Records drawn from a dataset
-*-

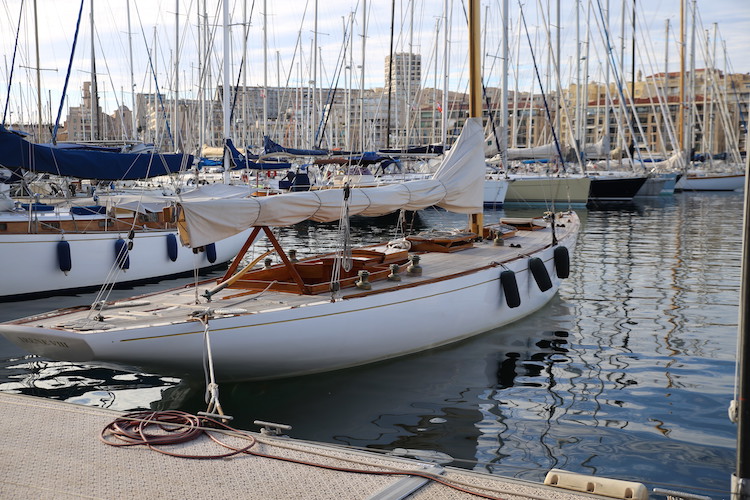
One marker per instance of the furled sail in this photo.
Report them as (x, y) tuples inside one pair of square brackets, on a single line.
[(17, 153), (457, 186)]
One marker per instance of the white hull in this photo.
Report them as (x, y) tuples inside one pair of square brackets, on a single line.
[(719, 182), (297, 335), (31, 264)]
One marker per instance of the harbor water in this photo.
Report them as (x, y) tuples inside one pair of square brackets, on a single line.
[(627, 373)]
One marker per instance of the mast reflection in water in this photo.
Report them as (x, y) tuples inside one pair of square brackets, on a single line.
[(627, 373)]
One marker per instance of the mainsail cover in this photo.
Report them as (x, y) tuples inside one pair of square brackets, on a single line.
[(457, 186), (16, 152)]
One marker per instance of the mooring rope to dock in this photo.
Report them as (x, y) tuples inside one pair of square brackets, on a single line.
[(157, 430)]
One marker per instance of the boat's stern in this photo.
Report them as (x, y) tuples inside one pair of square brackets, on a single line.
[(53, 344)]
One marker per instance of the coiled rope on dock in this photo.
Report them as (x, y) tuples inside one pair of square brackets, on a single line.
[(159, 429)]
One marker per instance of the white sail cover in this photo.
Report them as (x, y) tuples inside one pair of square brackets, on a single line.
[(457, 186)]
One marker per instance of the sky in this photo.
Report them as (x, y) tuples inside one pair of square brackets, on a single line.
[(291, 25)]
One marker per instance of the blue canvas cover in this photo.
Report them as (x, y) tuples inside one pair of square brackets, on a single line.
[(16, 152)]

-*-

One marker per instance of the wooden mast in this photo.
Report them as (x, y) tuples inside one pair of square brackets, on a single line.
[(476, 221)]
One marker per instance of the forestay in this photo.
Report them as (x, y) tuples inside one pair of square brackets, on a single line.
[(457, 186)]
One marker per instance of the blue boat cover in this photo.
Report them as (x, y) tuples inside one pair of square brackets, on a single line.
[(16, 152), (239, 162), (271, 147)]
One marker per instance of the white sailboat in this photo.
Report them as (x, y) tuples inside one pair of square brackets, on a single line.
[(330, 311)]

-*-

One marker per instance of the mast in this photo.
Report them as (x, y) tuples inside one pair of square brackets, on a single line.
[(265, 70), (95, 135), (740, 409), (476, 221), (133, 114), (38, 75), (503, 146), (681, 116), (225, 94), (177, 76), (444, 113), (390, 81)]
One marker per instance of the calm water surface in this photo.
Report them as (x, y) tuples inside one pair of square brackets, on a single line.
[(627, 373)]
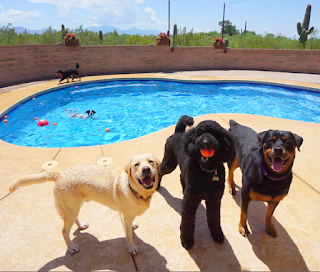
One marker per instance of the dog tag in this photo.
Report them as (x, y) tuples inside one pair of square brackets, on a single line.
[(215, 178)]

-*-

## What is being asked
The required answer is the run of lines above, starting at the line with "One marker per instance of the furled" and ending at the line with "One marker per instance of the mast reflection", reproduced exactly with both ends.

## Completed task
One marker per instance of the furled sail in this photo.
Report them as (x, y) tuples inside one pair of square brackets, on a single line.
[(17, 153), (457, 186)]
One marker per instance of the white hull in this photo.
Report them as (x, y) tuples inside one pair of square brackets, on a single line.
[(719, 182), (297, 335), (31, 264)]
One marker per instance of the harbor water in this photo.
Report them as (x, y) tuples inside one pair of square brackets, on a single line.
[(627, 373)]
One marker per instance of the mast reflection in water in this photo.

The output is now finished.